## DATA SECTION
# # # # #

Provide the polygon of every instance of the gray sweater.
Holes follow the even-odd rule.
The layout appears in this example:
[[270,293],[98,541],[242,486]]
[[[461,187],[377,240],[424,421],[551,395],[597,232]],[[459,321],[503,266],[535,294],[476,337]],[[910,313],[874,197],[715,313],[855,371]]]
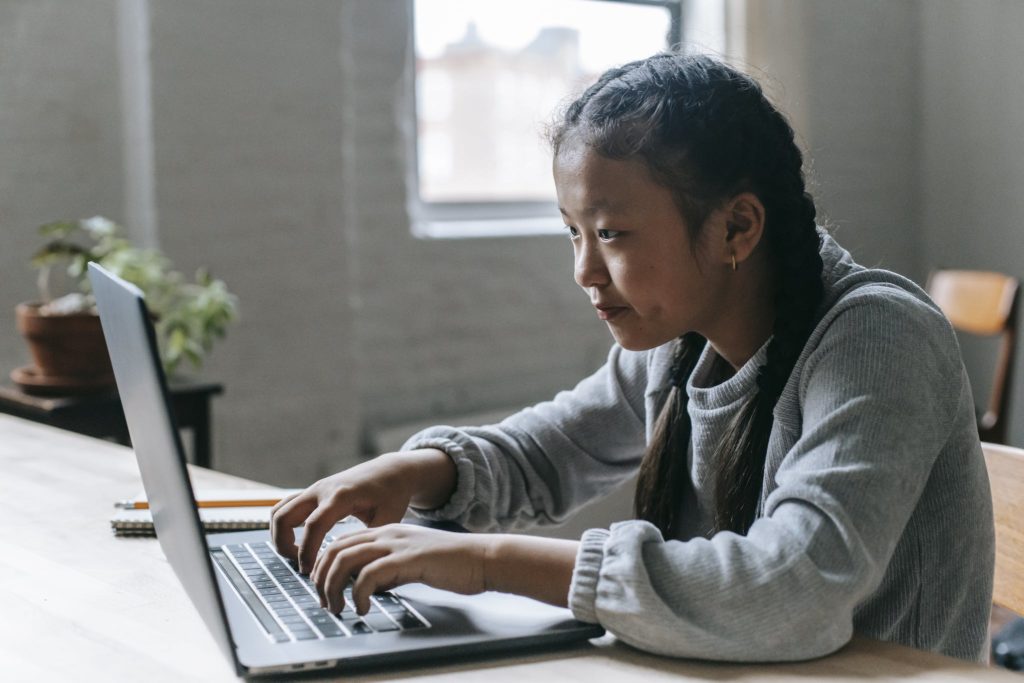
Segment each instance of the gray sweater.
[[[824,235],[824,233],[823,233]],[[756,390],[762,347],[686,390],[693,424],[684,531],[638,520],[583,534],[569,604],[651,652],[733,661],[824,655],[853,633],[986,658],[993,522],[954,333],[909,280],[824,235],[825,302],[775,408],[758,518],[711,537],[717,434]],[[613,346],[571,391],[486,427],[433,427],[404,448],[454,460],[450,501],[420,511],[474,530],[557,523],[633,474],[668,385],[672,344]]]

# # # # #

Return the line containing "[[270,293],[98,541],[242,486]]" and every line after it through the end of the records above, exactly and nothing else, but not the pictures.

## SOLUTION TO THIS PROBLEM
[[270,293],[98,541],[242,486]]
[[[461,187],[377,240],[424,421],[551,395],[597,232]],[[459,321],[503,266],[535,294],[476,337]],[[910,313],[874,197],[715,313],[855,371]]]
Segment each instance of the gray sweater.
[[[824,235],[824,233],[823,233]],[[756,390],[762,347],[686,390],[693,424],[684,531],[638,520],[583,534],[569,604],[651,652],[733,661],[824,655],[853,633],[986,658],[993,522],[954,333],[909,280],[824,235],[825,302],[775,408],[758,518],[711,537],[717,434]],[[613,346],[571,391],[486,427],[433,427],[404,448],[454,460],[450,501],[420,511],[474,530],[557,523],[633,474],[668,385],[672,344]]]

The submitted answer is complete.